▶ USING THE INFORMATION
1 - Reproduce the passage of the Gymkhana land report starting with "Report: Delhi reclaims" and going on through "public purpose clause.".
2 - Carry on the report about the Delhi and Lahore Gymkhana clubs from the point where it stops.

▶ TEXT EXCERPT
- - - -

Report: Delhi reclaims Gymkhana while Lahore elites retain 112-acre prime estate for Rs5,000 a year

LAHORE — A comparative investigation into colonial-era elite clubs reveals starkly contrasting legal actions between India and Pakistan. While India has ordered the historic Delhi Gymkhana Club to completely vacate its premises, the Lahore Gymkhana continues to occupy some of Punjab’s most expensive state land for a nominal annual rent of just Rs5,000.

Key Highlights

  • India ordered the Delhi Gymkhana Club to vacate its land by June 5 under a public purpose clause.
  • The Lahore Gymkhana spans 112 acres of prime state land worth an estimated Rs218.2 billion.
  • The Lahore club pays a total annual rent of Rs5,000, averaging less than 50 paisas per kanal.
  • Official audits revealed unapproved construction on the Lahore site and unpaid rent since 2011.
  • Legal experts confirm the Punjab government has the absolute power to cancel the lease with a six-month notice.

- - - -

▶ SUPPLIED DATA
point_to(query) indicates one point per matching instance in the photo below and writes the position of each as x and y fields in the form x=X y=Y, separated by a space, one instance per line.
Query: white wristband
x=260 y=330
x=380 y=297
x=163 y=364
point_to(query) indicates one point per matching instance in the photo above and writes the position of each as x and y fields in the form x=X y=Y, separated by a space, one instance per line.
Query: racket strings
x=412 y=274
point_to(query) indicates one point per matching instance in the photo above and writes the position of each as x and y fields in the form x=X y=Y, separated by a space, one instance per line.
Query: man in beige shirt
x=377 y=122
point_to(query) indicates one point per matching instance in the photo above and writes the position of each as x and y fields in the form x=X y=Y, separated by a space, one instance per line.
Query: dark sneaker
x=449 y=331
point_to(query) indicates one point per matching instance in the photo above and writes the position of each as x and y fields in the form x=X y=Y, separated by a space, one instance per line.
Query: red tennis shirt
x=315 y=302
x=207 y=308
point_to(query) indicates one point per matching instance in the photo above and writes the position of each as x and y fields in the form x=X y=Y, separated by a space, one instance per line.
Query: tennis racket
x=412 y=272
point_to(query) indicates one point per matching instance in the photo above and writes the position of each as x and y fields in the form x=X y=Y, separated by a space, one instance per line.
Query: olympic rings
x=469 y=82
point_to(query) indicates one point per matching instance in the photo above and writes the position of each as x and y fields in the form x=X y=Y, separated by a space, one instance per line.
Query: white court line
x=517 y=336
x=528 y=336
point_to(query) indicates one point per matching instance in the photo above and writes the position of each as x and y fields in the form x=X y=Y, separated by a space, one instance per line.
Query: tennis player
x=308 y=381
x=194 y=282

- - - -

▶ SET OF ANSWERS
1 -
Report: Delhi reclaims Gymkhana while Lahore elites retain 112-acre prime estate for Rs5,000 a year

LAHORE — A comparative investigation into colonial-era elite clubs reveals starkly contrasting legal actions between India and Pakistan. While India has ordered the historic Delhi Gymkhana Club to completely vacate its premises, the Lahore Gymkhana continues to occupy some of Punjab’s most expensive state land for a nominal annual rent of just Rs5,000.

Key Highlights

  • India ordered the Delhi Gymkhana Club to vacate its land by June 5 under a public purpose clause.

2 -
The Rs218 Billion Giveaway and Regulatory Violations

The Lahore Gymkhana sits on premium state land surrounded by The Mall, Jail Road, and Zafar Ali Road. While a fair market rent for the Rs218.2 billion estate is evaluated at Rs4.36 billion annually, the club continues to operate under a lease extended until 2050 at the colonial rate of Rs5,000 per year. Furthermore, the club occupies an extra three kanals beyond its official lease and has fenced off a three-and-a-half-acre cricket ground inside Lawrence Gardens without any legal grant or rent payment.

A Board of Revenue review discovered that the club constructed extensive facilities—including a clubhouse, swimming pool, guest blocks, and a café—without mandatory government permissions. Additionally, the club has failed to pay even its token rent, with default notices stretching back to 2011. Despite claiming independence from public funding, records show the private club accepted Rs64 million in structural gifts from former presidents and prime ministers over the decades.

Lahore Gymkhana Land Valuation vs. Actual Rent

Metric Property Details & Market Estimates
Total Land Area 1,091 Kanals (112 Acres)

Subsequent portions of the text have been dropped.